**EXCERPTED DATA**
--- Begin ---
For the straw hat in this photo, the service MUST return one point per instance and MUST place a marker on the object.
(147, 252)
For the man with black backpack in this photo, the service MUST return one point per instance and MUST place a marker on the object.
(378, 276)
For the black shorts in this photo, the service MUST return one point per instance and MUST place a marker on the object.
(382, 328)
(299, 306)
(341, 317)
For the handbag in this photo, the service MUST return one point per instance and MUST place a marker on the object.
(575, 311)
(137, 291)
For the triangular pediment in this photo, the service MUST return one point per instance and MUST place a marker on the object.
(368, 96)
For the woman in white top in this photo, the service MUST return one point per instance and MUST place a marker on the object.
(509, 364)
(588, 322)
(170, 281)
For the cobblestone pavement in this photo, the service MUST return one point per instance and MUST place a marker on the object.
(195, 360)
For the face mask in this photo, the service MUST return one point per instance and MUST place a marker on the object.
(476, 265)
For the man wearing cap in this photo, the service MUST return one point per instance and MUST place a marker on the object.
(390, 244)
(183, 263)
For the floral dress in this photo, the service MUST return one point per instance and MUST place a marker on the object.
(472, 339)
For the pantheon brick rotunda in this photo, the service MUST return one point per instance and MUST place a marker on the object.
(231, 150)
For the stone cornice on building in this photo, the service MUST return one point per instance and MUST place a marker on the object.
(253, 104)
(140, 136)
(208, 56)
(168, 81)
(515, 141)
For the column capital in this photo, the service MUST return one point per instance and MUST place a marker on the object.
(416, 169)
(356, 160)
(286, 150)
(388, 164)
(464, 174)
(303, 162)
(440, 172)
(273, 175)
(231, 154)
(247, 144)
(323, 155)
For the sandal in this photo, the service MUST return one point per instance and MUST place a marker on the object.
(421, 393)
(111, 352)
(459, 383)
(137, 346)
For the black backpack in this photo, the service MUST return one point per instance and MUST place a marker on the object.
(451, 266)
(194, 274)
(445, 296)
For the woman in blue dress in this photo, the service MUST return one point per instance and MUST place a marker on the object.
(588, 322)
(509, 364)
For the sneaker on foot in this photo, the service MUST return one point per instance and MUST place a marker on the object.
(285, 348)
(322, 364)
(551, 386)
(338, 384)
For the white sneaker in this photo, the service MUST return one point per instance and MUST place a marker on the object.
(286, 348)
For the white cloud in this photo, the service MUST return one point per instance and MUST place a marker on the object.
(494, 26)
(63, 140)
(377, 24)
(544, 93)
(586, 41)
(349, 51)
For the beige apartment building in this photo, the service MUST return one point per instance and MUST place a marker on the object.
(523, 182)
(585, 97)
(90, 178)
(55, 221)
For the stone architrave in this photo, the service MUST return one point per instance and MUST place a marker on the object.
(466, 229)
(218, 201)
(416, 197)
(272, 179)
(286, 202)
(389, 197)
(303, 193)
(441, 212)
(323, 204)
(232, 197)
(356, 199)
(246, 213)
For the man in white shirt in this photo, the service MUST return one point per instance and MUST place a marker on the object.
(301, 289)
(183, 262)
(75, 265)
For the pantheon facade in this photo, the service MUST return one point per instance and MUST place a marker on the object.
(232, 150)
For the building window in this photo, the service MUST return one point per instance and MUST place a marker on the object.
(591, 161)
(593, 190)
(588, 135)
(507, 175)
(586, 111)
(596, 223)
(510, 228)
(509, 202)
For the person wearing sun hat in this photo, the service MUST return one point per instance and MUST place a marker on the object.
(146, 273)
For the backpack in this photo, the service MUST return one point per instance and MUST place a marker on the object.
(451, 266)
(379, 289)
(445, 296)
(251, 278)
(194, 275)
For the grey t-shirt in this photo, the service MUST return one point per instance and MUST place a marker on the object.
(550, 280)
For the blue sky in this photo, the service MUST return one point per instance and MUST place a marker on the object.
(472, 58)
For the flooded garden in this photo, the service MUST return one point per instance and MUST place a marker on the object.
--- End ---
**PROBLEM DETAILS**
Substitute "SHALL" for every "MUST" in all of the records above, and give them back with nothing else altered.

**COMPLETE ANSWER**
For the straw hat in this photo, the service SHALL return one point per instance and SHALL place a marker on the object.
(147, 252)
For the man with black backpack in this photo, the service SHALL return one point per instance and SHALL place a marker on the object.
(378, 276)
For the black shorts in this photo, the service SHALL return one point per instance and SHALL place a marker on the object.
(382, 328)
(299, 306)
(341, 317)
For the handbag in this photo, the service SHALL return one point per instance and SHALL place a marker on the object.
(575, 311)
(137, 291)
For the triangular pediment in this photo, the service SHALL return one point per instance and SHALL place a marker on the object.
(368, 96)
For the woman in white top in this photo, the service SHALL return one point per instance and SHALL place a marker on the object.
(509, 364)
(588, 322)
(170, 281)
For the cobblestone pavement in this photo, the service SHALL return one point per instance and SHALL place a marker on the object.
(195, 360)
For the face mask in this photo, the service SHALL return one point per instance and SHALL place a marker on the object.
(476, 265)
For the man wearing cap in this photo, the service SHALL return one point per instance and SHALL place a marker on the object.
(390, 244)
(183, 263)
For the floral dress in this photo, the service SHALL return one point per instance and SHALL place a marker on the object.
(472, 339)
For the pantheon brick rotunda in this photo, the service SHALL return one point per instance and SHALL place a marker on the object.
(231, 150)
For the stone cornice on building in this photo, the service SHALL return one point per instance and SHALL place a marker on the object.
(253, 104)
(140, 136)
(208, 56)
(168, 81)
(515, 141)
For the column capital in this photo, the service SHALL return one point per instance and SHALL place a marker on the object.
(416, 169)
(356, 160)
(286, 150)
(388, 164)
(464, 174)
(303, 162)
(440, 172)
(273, 175)
(231, 154)
(247, 144)
(323, 155)
For the sandal in this photo, the service SHALL return one point per instance and SHALL place a marker on the object.
(421, 393)
(111, 352)
(459, 383)
(137, 346)
For the black backpack in this photo, the service SHALL return one point per instance and SHALL place a marker on the object.
(451, 266)
(194, 274)
(445, 296)
For the woman in blue dress in this photo, the service SHALL return one point per instance and SHALL place a marker on the object.
(588, 322)
(509, 364)
For the sneaker on foot in this photo, the service SHALL return one point per instance and SHALL place a marker on the object.
(285, 348)
(322, 364)
(551, 386)
(338, 384)
For the white sneaker in this photo, the service SHALL return one point per instance and SHALL place a marker on the object.
(286, 348)
For the white cloud in this photo, the service SHALL return one point per instance and SHALL place a marker on the object.
(494, 26)
(63, 140)
(377, 24)
(544, 93)
(586, 41)
(349, 51)
For the beige apartment building in this photo, the service SHALL return one point per instance and SHALL place a marker on the object.
(523, 182)
(585, 97)
(90, 178)
(55, 221)
For the stone architrave in this photo, the service SHALL return one point per instance and SHALL place a marker on the object.
(466, 229)
(218, 201)
(416, 197)
(272, 179)
(286, 202)
(389, 197)
(303, 193)
(441, 212)
(323, 204)
(232, 197)
(356, 199)
(246, 213)
For the man in white shirt in this photo, the service SHALL return one point per instance and SHALL place a marker on the object.
(301, 289)
(183, 262)
(75, 265)
For the pantheon facade in this photo, the service SHALL return one point per instance and SHALL place a marker on the object.
(232, 150)
For the building window in this photo, the service SHALL return one point per instance and SHALL place a marker on the object.
(591, 161)
(593, 190)
(588, 135)
(507, 175)
(586, 111)
(596, 223)
(510, 228)
(509, 202)
For the person wearing sun hat in this photo, the service SHALL return one point per instance and SHALL place a marker on the object.
(146, 273)
For the backpack in this photo, the service SHALL return one point per instance and SHALL place a marker on the object.
(451, 266)
(379, 289)
(445, 296)
(251, 278)
(194, 275)
For the grey t-shirt in this photo, the service SHALL return one point per instance and SHALL place a marker on the object.
(550, 280)
For the blue sky in this photo, the service SHALL return one point per instance and SHALL place a marker on the object.
(472, 58)
For the flooded garden in this photo, the service SHALL return one point per instance and SHALL place a marker on the object.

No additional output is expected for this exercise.